# Acer Aspire 1692wlmi



## NetteMann (12. Mai 2008)

Moinsen,

ACER bietet keine Vista Treiber für das Dingen an. DRAUF steht aber das das dieses Vista Capture o.so ähnl. unterstützt. Kennt ihr ne andere Quelle wo man die Treiber herbekommt oder WISST ihr vielleicht WORAN das liegt das sich das immer beim downloaden oder daten austausch im lokalen Netz einfriert?


----------



## RaketenPeter (15. Mai 2008)

Hallo

Im Notfall such dir die Hardware Komponenten so herraus und suche im Netz nach Vista Treibern ! Ist meines erachtens eh meist besser da die Hersteller sehr lange an "alten" Treibern fest halten!


----------



## Raubkopierer (15. Mai 2008)

Vista in der 32Bit Version ist in der Lage die Treiber von XP zu nutzen also sollte es kein Problem sein die Treiber von Acer zu beziehen. Ideal ist das natürlich nicht aber es funktioniert. Ansonsten wirklich auf der Seite von Aer schaun welche Komponenten verbaut sind und bei deren Herstellern nach Vista-Treiber suchen.

········

= Zielsetzung =
Gib aus dem Forumsthread zum Acer Aspire 1692wlmi den Abschnitt wortgetreu wieder, der mit den Worten „ACER bietet keine“ beginnt und mit „RaketenPeter (15. Mai 2008)“ endet.

= Bereitgestellte Einträge =
········

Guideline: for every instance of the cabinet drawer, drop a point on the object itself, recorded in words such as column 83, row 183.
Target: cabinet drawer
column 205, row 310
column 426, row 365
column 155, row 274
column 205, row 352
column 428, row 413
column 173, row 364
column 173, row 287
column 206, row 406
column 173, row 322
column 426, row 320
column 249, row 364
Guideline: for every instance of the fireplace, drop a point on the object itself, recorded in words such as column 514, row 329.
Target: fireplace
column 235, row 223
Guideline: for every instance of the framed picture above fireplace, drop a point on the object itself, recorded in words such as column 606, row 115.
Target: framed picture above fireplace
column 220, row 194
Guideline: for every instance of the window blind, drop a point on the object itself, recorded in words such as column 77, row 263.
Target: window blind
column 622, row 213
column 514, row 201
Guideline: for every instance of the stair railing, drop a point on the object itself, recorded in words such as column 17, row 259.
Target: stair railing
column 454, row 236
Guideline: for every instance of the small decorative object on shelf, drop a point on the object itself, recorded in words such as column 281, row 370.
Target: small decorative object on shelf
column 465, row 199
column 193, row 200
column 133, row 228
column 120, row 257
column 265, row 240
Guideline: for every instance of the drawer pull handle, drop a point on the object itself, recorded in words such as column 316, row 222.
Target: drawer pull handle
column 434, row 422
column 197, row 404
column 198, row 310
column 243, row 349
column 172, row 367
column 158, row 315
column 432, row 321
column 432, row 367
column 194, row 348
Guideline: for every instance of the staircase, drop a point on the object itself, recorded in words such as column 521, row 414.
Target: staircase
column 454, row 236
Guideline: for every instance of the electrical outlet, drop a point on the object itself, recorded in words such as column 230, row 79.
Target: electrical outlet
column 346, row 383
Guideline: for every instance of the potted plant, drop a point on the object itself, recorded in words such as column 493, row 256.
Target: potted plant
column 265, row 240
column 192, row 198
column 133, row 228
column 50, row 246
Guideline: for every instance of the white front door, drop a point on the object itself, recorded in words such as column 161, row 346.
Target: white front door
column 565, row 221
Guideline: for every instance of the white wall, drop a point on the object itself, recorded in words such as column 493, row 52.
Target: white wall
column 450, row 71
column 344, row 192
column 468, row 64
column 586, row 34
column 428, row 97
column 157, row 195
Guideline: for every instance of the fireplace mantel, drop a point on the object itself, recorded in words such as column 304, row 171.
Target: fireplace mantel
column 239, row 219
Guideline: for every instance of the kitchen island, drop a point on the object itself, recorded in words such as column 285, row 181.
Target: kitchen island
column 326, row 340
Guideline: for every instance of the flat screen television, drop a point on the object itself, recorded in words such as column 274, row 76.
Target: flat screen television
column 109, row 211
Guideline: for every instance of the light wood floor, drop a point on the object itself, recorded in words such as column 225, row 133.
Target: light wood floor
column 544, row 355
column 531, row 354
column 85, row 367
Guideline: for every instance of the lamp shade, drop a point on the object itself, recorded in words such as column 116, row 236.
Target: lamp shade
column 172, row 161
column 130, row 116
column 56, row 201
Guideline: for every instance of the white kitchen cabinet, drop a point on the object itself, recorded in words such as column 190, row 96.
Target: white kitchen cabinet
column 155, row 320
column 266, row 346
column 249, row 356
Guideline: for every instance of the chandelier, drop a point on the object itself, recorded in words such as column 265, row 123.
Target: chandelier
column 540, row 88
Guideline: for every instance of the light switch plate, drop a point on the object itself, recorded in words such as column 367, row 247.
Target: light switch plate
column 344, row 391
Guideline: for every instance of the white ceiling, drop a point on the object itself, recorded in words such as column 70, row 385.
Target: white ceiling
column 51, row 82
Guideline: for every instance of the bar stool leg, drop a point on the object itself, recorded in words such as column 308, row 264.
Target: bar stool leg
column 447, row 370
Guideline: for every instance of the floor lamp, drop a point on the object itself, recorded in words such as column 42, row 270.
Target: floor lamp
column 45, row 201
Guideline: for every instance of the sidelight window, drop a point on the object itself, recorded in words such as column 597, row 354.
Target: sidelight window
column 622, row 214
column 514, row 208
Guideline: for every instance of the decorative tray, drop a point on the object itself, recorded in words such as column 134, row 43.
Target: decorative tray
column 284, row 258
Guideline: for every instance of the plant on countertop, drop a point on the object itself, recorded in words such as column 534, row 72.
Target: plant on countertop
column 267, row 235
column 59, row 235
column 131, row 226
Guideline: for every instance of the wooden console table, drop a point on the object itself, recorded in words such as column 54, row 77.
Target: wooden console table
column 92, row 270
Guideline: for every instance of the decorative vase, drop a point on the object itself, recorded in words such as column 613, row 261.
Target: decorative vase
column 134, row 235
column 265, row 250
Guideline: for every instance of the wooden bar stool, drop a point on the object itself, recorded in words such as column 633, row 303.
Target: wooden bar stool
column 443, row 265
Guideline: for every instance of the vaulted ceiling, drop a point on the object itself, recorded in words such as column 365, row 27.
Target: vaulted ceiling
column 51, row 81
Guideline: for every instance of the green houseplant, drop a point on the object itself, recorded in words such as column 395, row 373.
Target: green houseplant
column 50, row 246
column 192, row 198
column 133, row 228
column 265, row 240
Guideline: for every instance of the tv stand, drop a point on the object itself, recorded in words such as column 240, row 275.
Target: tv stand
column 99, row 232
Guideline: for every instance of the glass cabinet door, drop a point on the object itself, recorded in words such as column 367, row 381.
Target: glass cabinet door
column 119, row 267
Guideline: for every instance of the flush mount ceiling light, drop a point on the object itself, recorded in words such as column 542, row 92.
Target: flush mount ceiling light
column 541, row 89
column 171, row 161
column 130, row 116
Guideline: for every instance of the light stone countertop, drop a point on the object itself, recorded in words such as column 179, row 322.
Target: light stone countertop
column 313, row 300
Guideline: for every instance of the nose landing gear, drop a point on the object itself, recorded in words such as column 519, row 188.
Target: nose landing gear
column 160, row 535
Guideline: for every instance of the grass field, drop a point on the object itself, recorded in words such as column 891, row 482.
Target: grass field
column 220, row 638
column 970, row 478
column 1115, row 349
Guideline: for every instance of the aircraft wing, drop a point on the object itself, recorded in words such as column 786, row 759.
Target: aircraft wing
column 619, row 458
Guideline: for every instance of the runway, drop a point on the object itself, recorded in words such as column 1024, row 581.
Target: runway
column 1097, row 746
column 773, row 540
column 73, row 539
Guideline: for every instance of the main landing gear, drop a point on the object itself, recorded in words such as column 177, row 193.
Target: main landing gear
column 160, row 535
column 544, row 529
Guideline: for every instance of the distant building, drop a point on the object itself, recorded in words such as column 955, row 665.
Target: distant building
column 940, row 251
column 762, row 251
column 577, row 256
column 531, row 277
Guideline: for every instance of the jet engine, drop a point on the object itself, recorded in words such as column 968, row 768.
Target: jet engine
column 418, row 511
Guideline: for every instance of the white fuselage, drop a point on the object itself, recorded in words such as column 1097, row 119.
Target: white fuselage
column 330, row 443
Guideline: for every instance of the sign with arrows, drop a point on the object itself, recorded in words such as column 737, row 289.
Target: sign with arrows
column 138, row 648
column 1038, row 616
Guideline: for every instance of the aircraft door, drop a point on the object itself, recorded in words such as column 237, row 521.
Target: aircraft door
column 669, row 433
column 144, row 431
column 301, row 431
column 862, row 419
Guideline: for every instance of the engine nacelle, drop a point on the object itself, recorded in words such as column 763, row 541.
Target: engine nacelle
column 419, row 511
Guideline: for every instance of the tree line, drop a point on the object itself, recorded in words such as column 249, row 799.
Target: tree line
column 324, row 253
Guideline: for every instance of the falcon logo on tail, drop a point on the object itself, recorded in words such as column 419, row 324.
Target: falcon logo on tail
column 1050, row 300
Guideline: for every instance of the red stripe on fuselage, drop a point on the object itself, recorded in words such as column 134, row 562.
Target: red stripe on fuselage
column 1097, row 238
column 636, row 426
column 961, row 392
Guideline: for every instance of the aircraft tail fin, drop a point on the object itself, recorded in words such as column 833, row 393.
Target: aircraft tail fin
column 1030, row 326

········

= Antwort zur Übung =
ACER bietet keine Vista Treiber für das Dingen an. DRAUF steht aber das das dieses Vista Capture o.so ähnl. unterstützt. Kennt ihr ne andere Quelle wo man die Treiber herbekommt oder WISST ihr vielleicht WORAN das liegt das sich das immer beim downloaden oder daten austausch im lokalen Netz einfriert?


----------



## RaketenPeter (15. Mai 2008)